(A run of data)

════

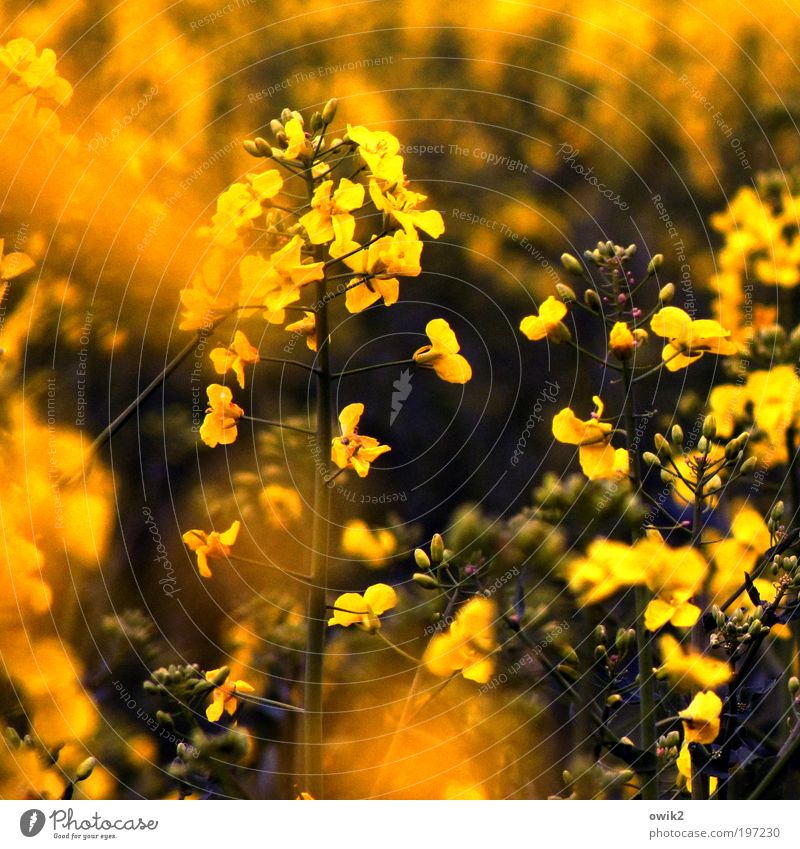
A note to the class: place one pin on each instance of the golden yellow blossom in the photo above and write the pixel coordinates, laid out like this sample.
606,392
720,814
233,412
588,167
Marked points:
276,282
220,426
223,698
380,151
689,669
548,323
351,450
240,354
211,546
442,354
363,610
306,326
701,719
399,204
373,547
688,339
597,457
468,644
327,205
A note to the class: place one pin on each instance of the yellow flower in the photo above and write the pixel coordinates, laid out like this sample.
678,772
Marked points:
621,341
380,263
597,457
207,298
240,354
282,504
691,670
380,151
363,611
684,764
373,547
351,450
548,323
220,424
675,609
327,205
12,265
306,326
36,72
211,546
275,283
701,719
223,698
689,339
399,204
299,146
442,354
468,644
239,205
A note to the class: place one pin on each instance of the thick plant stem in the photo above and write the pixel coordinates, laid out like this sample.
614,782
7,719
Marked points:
644,649
313,738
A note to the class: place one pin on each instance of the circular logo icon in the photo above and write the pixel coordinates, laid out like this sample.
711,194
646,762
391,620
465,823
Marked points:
31,822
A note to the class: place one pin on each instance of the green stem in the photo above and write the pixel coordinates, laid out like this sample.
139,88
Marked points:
644,648
313,737
339,374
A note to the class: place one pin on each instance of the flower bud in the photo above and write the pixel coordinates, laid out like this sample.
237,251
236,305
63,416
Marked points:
655,263
592,300
421,559
85,769
329,112
572,265
749,465
566,293
427,582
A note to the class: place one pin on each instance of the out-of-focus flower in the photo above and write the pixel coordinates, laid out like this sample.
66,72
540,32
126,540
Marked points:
690,669
12,265
282,504
363,610
327,205
380,151
240,354
399,204
220,426
223,698
211,545
374,547
467,646
351,450
597,456
37,72
306,326
688,339
442,354
701,719
772,398
684,764
548,323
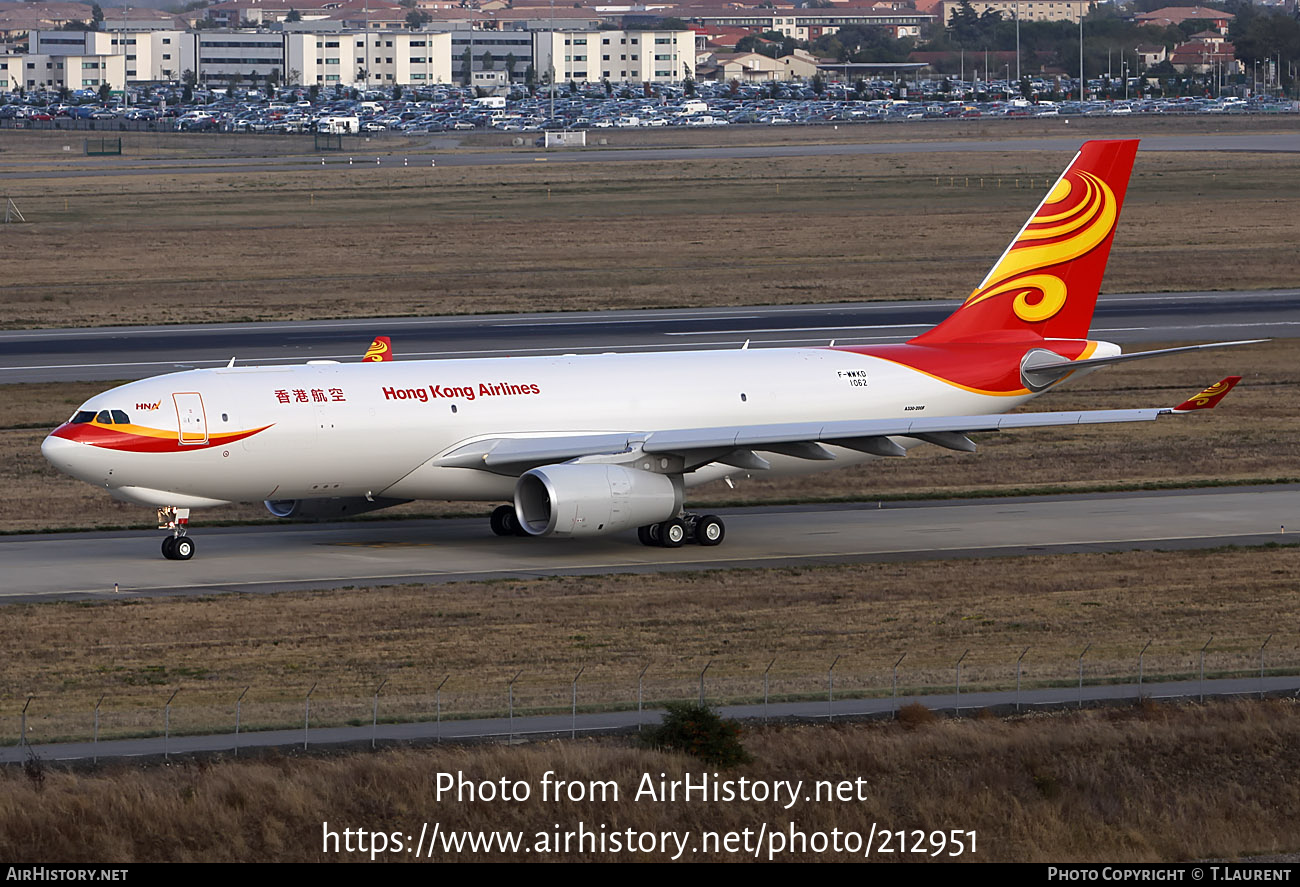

════

TASK DETAILS:
Copy out all of the data above line for line, without any changes, and leave the pictures out.

THE RESPONSE:
A note to the class: place one pin on each instance of the golden yellow blossom in the photo above and write the pixel coordinates, laid out like this sample.
606,392
720,814
233,412
588,167
Marked points:
276,282
220,426
223,698
380,151
689,669
548,323
351,450
240,354
211,546
442,354
363,610
306,326
701,719
399,204
373,547
688,339
597,457
468,644
327,205
A note to the class: place one pin on each instance of the yellow flower in the photo above and write the pixel coordinates, laid out like this sample.
678,772
Marked points:
621,341
380,263
597,457
207,298
240,354
282,504
691,670
380,151
363,611
684,764
373,547
351,450
548,323
220,424
675,609
327,205
12,265
306,326
36,72
211,546
275,283
701,719
223,698
689,339
399,204
299,146
442,354
468,644
239,205
A note to the class: place one pin on each instance of the thick plant stem in the photo above and write the pixel coordinates, laid out like this sample.
614,782
7,719
Marked points:
644,649
313,738
A note to the class: place one pin on each instance of the circular logo icon in the photo above and write the pixel coordinates, laid out like this sample.
711,194
646,762
391,620
465,823
Marked points:
31,822
A note to the class: place one pin on each instance of the green stem in the photo above and write the pixel coordinates, laid out like this sample.
139,88
Marked points:
644,648
313,737
339,374
A note to the class: place one pin on each instance of the flower bud in the photo above and write the pixel coordinates, laid out like this sample.
237,251
236,305
63,416
Marked points:
655,263
592,300
421,559
85,769
329,112
572,265
749,465
566,293
427,582
A note to the class: place one pin on each instance of the out-of-focus flower in the photo above and write the pixel coordinates, laid out like this sample.
66,72
540,32
126,540
Marked points:
690,669
12,265
282,504
363,610
327,205
380,151
240,354
399,204
220,426
223,698
211,545
374,547
467,646
351,450
597,456
37,72
306,326
688,339
442,354
701,719
772,398
684,764
548,323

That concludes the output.